## TEXTE PRÉSENTÉ
== == ==

Concernant les requête subsidiaires, l'Intimée (titulaire) s'était contentée, dans sa réponse au mémoire de recours, de faire référence à ses écritures de première instance, en citant trois courriers déposés devant la division d'opposition.
La Chambre rappelle qu'on ne peut attendre d'elle-même ou des autres parties qu'elles recherchent les arguments de l'Intimée pour 13 requêtes subsidiaires dans 3 courriers différents. La Chambre se doit d'être impartiale et ne peut donc agir activement en faveur d'une partie.
Il est de jurisprudence constante qu'une simple référence à des arguments présentés en première instance n'est en principe pas suffisante pour motiver (au sens de l'article 12(3) RPCR) aussi bien le mémoire de recours que la réponse. Dans le cas d'espèce, une simple référence ou répétition ne permet en effet pas de comprendre immédiatement en quoi les requêtes subsidiaires répondent aux objections soulevées dans le mémoire de recours de l'Opposante contre la requête principale. Le fait que la décision attaquée n'ait pas traité ces requêtes subsidiaires car elle a fait droit à une requête de rang supérieur n'y change rien. L'Intimée devait se préparer à défendre ses requêtes subsidiaires au cas où la requête principale serait rejetée.

== == ==

## TRAVAIL DEMANDÉ
• a. Relevez tous les acteurs de la procédure, parties comme organes, que nomme le texte sur les requêtes subsidiaires.
• b. Prolongez le texte sur les requêtes subsidiaires à la suite de sa dernière phrase.

## DONNÉES FOURNIES
== == ==

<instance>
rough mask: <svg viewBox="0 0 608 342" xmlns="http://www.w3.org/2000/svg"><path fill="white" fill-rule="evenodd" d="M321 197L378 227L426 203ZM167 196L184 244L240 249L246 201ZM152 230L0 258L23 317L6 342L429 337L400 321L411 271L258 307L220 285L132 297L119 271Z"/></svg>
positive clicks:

== == ==

## RÉPONSES PAR CONSIGNE
• a. l'Intimée (titulaire), la division d'opposition, la Chambre, l'Opposante

• b.
La Chambre décide en conséquence de ne pas admettre les requêtes subsidiaires dans la procédure, en application du pouvoir discrétionnaire conféré par l'article 12(5) RPCR.
Cette décision n'est pas une violation du droit d'être entendu, contrairement à ce que prétendait l'Intimée. Le refus d'admettre des requêtes subsidiaires en raison d'un exercice erroné du pouvoir d'appréciation pourrait violer le droit d'une partie d'être entendue et donc constituer un motif de révision au titre de l'article 112bis(2)c) CBE, mais tel n'est pas le cas en l'espèce.
L'Intimée argumentait que comme la Chambre avait émis une opinion provisoire concernant certaines de ces requêtes, elle pouvait légitimement s'attendre à ce qu'elles fassent partie de la procédure. La Chambre fait toutefois remarquer qu'elle avait fait référence de manière globale à l'obligation de motiver ses arguments et que concernant les requêtes subsidiaires elle s'était contentée d'indiquer que les exigences de l'article 123(2) CBE semblaient remplies et que les parties n'avaient pas pris position sur le fond de ces requêtes.